● SELECTED PASSAGE:
....................

Context
The pharmaceutical and chemical industries are among the most research-intensive industries in the world, and over the last two decades they have been shaped by a substantial number of mergers and takeovers.
Indeed, many of the world’s biggest drug companies, such as Pfizer and GlaxoSmithKline, have been built through a succession of acquisitions.
The effects of these acquisition deals on the innovation of the firms – that is, the development new and better treatments – was previously an area that had received little attention by academics and competition authorities.
Research challenge
Starting in 2006, Dr Carmine Ornaghi investigated the effects of these acquisition deals on the innovation of pharmaceutical firms. The research involved matching financial data from large pharmaceutical firms with patent data to assess the causal effects of mergers on early-stage innovation.
Ornaghi’s work was among the first to provide compelling, and concerning, evidence that mergers may have a detrimental effect on incentives to innovate. The results suggested that mergers rarely generate the knowledge synergies that their proponents often claim.
Further findings showed that acquirers are more likely to target firms with similar technology or drug portfolios, which may lead to higher prices and less incentive to innovate. There is a negative relationship between the technology relatedness of merging firms and their post-merger performances.
The research represented an important step towards understanding why some mergers have a positive impact on innovative outcomes, and others do not.
Influence on European Commission competition policy
Ornaghi’s findings were recognised by the European Commission (EC), with the Chief Economist of the Directorate-General for Competition describing his initial article as “one of the very few (if not the only) papers which were addressing the question of the effects of mergers on innovation”.

....................

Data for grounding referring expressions
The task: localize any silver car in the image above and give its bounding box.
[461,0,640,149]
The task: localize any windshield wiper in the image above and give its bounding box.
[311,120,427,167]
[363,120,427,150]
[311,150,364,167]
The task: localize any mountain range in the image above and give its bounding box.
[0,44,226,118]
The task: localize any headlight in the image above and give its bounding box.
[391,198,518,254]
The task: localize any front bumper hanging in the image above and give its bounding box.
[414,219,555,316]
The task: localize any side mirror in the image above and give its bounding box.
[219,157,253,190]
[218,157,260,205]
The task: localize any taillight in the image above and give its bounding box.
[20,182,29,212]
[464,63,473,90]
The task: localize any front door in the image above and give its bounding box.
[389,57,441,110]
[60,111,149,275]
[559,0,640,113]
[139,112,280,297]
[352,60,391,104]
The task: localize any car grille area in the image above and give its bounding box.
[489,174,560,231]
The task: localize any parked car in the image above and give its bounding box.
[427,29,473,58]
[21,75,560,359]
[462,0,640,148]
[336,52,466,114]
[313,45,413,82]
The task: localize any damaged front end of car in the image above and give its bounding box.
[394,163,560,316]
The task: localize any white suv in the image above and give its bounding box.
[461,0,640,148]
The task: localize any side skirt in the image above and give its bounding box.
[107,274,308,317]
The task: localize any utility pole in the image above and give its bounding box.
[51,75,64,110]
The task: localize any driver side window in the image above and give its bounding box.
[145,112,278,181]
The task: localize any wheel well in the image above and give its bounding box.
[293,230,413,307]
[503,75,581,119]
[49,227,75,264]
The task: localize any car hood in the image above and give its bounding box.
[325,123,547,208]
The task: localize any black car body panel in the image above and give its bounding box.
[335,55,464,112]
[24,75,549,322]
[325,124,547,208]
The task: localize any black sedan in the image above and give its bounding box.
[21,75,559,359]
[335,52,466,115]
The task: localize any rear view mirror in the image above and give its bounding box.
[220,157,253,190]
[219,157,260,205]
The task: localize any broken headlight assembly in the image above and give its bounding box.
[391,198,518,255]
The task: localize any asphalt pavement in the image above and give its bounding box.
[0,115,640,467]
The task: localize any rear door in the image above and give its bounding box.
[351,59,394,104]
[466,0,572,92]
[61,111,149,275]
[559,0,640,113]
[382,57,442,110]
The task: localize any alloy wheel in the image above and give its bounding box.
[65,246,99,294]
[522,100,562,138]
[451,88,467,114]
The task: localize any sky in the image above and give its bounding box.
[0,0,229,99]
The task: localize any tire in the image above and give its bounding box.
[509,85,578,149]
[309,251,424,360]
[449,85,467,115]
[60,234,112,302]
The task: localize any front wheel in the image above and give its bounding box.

....................

● WORK REQUEST 1:
In the passage on pharmaceutical mergers and innovation, what two kinds of data did Ornaghi's research match?
● WORK REQUEST 2:
Continue the passage on pharmaceutical mergers and innovation from where it stops.

● WRITTEN RESPONSE 1:
Financial data from large pharmaceutical firms and patent data.

● WRITTEN RESPONSE 2:
Subsequently, the EC has taken a more rigorous stance on assessing the effects of mergers on innovation, with their approach being shaped by the research. Most notably, the 2017 Dow/Dupont merger and the 2018 Bayer/Monsanto merger, two of the largest deals of the last decade, were cleared only after imposing remedies worth billions of Euros to remove problematic overlapping between the parties.
Evaluation of the effects of past merger control decisions on innovation
Based on his papers on mergers and innovation, which served to establish him as a leading expert on the subject, Ornaghi was asked by senior officials at the EC Directorate-General for Competition to act as an academic advisor for their 2017 feasibility study on the microeconomic impact of enforcement of competition policies on innovation. In this advisory capacity, Ornaghi worked with a selected small group of economists to define a sound empirical methodology to evaluate retrospectively the impact of mergers on innovation.
Ornaghi worked as academic advisor on a second EC research project, “Study on the impact of mergers and acquisitions in the Pharmaceutical Industry”, the outputs from which were circulated widely within the relevant Directorates-General within the EC.